- _The task_
Output every line of the data exactly as it appears.

- _Source records_
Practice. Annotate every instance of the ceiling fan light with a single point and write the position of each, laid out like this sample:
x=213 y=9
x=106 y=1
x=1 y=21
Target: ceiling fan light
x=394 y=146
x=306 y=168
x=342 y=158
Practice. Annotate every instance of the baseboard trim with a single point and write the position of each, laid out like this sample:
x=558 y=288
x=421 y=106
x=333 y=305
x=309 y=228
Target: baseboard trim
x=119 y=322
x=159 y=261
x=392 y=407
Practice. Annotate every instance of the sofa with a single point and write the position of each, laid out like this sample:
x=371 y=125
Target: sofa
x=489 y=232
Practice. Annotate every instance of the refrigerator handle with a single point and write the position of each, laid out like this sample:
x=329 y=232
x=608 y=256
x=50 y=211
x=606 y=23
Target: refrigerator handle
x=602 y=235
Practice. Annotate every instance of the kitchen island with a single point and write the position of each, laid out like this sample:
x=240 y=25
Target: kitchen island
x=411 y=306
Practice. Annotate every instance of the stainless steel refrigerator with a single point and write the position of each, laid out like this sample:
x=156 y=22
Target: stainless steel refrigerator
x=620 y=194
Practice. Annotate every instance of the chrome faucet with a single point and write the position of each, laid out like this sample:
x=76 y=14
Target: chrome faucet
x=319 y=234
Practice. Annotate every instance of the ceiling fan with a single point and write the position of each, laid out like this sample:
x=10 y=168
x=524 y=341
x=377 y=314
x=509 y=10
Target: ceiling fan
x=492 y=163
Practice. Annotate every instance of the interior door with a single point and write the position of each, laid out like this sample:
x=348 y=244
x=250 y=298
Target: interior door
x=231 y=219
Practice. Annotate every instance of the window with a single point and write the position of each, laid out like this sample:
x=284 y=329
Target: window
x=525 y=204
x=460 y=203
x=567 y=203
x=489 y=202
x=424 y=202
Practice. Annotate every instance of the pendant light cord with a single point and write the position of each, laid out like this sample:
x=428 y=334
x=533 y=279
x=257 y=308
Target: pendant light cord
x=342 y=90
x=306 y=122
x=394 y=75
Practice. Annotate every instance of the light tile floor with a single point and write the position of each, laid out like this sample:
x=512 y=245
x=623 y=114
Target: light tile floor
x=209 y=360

- _Problem solution_
Practice. Annotate every instance of the ceiling fan light with a single point and write the position of each, laid out like this sample:
x=213 y=9
x=106 y=1
x=1 y=21
Target: ceiling fan light
x=394 y=146
x=306 y=168
x=342 y=158
Practice. Annotate every instance of the baseboard trim with a single point and write the position of each, laid out like this sample:
x=558 y=288
x=421 y=106
x=333 y=305
x=309 y=228
Target: baseboard trim
x=119 y=322
x=159 y=261
x=392 y=407
Practice. Annotate every instance of the sofa with a single point and write the position of each, laid out like this sample:
x=371 y=125
Target: sofa
x=489 y=232
Practice. Annotate every instance of the refrigerator handle with a single point and write the position of each, laid out like this sample:
x=329 y=232
x=608 y=256
x=50 y=211
x=606 y=23
Target: refrigerator handle
x=602 y=235
Practice. Annotate every instance of the kitchen island with a single point and write the position of each, laid out like this sample:
x=240 y=25
Target: kitchen island
x=411 y=306
Practice. Annotate every instance of the stainless steel refrigerator with a single point and write the position of each, laid out like this sample:
x=156 y=22
Target: stainless steel refrigerator
x=620 y=194
Practice. Annotate every instance of the chrome faucet with a single point and write the position of each, laid out like this sample:
x=76 y=14
Target: chrome faucet
x=319 y=234
Practice. Annotate every instance of the ceiling fan with a single point and write the position of each, laid out like this sample:
x=10 y=168
x=524 y=341
x=377 y=314
x=509 y=10
Target: ceiling fan
x=492 y=163
Practice. Annotate every instance of the interior door with a single point and write the position of each, laid out like this sample:
x=348 y=244
x=250 y=298
Target: interior door
x=231 y=219
Practice. Annotate every instance of the window with a single point and write the position of each, laid out like this sample:
x=284 y=329
Target: window
x=525 y=204
x=460 y=203
x=567 y=203
x=489 y=202
x=424 y=202
Practice. Annotate every instance of the pendant light cord with a single point and write the position of each, laid out like this sample:
x=428 y=334
x=533 y=279
x=257 y=308
Target: pendant light cord
x=342 y=90
x=306 y=122
x=394 y=75
Practice. Annotate every instance of the light tile floor with a single point and write the position of each, laid out like this sample:
x=512 y=245
x=623 y=114
Target: light tile floor
x=209 y=360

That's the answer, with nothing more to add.